* [DATASET RECORDS]:
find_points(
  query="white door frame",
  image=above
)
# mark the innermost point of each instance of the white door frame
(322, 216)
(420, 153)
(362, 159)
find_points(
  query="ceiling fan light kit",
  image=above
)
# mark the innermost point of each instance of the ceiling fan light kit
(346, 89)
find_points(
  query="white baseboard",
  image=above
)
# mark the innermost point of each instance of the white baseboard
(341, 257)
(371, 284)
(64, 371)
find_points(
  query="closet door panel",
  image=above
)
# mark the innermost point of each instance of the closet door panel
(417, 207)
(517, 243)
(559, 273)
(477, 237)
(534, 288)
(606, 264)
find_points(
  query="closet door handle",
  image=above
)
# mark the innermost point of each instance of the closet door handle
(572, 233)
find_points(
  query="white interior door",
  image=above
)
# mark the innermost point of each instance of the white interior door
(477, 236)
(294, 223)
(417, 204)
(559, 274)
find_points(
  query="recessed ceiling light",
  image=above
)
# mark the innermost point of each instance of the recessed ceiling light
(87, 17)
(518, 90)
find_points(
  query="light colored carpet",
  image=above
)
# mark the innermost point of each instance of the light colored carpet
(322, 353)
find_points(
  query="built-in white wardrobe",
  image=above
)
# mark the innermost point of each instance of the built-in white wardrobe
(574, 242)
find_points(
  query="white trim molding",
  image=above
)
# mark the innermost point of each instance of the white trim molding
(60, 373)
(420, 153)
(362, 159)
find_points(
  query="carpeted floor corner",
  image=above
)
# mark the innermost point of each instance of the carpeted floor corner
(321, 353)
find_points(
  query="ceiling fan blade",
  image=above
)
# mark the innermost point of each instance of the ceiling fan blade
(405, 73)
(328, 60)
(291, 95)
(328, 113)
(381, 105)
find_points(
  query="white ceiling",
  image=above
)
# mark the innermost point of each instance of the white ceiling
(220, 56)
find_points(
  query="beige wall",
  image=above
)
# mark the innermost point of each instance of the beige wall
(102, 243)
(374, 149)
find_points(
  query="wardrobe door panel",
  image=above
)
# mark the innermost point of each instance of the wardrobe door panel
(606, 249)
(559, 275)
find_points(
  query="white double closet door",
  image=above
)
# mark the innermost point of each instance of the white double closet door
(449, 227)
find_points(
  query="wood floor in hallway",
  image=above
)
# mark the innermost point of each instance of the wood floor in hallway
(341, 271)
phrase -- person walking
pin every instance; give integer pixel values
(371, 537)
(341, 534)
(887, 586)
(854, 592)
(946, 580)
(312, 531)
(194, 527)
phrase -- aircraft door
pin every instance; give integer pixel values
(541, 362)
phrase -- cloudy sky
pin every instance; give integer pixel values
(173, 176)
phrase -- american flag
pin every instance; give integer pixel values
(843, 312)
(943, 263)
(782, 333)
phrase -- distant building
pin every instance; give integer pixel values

* [WHAT YOU SHOULD DO]: Retype all the data exactly, line for line.

* [RESULT FOR THIS EXERCISE]:
find_points(
  query="white door frame",
  image=above
)
# mark the innermost point of each instance of the white door frame
(322, 216)
(420, 153)
(362, 159)
find_points(
  query="ceiling fan light kit",
  image=above
)
# mark the innermost point of each instance of the ceiling fan light kit
(346, 89)
find_points(
  query="white baseboard",
  image=above
)
# mark the innermost point of each instance of the white baseboard
(341, 257)
(371, 284)
(64, 371)
find_points(
  query="closet door panel",
  image=above
)
# mark the innermost point of each instance of the closet door panel
(417, 207)
(517, 243)
(559, 273)
(477, 237)
(534, 288)
(606, 264)
find_points(
  query="closet door handle",
  image=above
)
# mark the innermost point of each instance of the closet door handle
(572, 233)
find_points(
  query="white interior door",
  image=above
)
# mark the innermost point of each instance of the white interior door
(477, 236)
(294, 223)
(417, 204)
(559, 274)
find_points(
  query="recessed ceiling light",
  image=above
)
# mark the innermost point of each instance of the recessed ceiling light
(87, 17)
(518, 90)
find_points(
  query="light colored carpet",
  image=above
)
# mark the innermost point of each instance of the light colored carpet
(322, 353)
find_points(
  query="built-in white wardrobe",
  image=above
)
# mark the innermost point of each instance of the built-in white wardrobe
(574, 242)
find_points(
  query="white trim molding",
  image=above
)
# mark the innermost point of each instance of the white trim molding
(60, 373)
(420, 153)
(362, 159)
find_points(
  query="carpeted floor corner",
  image=above
)
# mark the innermost point of each instance of the carpeted floor corner
(321, 353)
find_points(
  query="ceiling fan blade",
  image=above
)
# mark the innermost point of each instance of the ceiling fan blade
(405, 73)
(328, 60)
(291, 95)
(328, 113)
(381, 105)
find_points(
  query="white ceiling",
  image=above
)
# mark the innermost point of each instance of the white ceiling
(220, 56)
find_points(
  query="beige wall",
  image=above
)
# mark the innermost point of each instance of the beige wall
(102, 243)
(374, 149)
find_points(
  query="wardrobe door panel",
  image=above
)
# mark the innermost point of each instance of the wardrobe door panel
(606, 249)
(559, 275)
find_points(
  query="white double closet door",
  image=above
)
# mark the innermost point of each instance of the white double closet door
(449, 227)
find_points(
  query="wood floor in hallway",
  image=above
)
# mark the innermost point of each instance of the wood floor in hallway
(341, 271)
phrase -- person walking
pin every instance; give integer pixel values
(371, 537)
(341, 534)
(887, 586)
(854, 592)
(946, 580)
(312, 531)
(194, 527)
phrase -- aircraft door
pin every instance; give integer pixel values
(541, 362)
phrase -- cloudy sky
pin every instance; give integer pixel values
(173, 176)
phrase -- american flag
pin every instance; give integer pixel values
(843, 312)
(943, 263)
(782, 333)
phrase -- distant building
pin every instance; give integer pixel values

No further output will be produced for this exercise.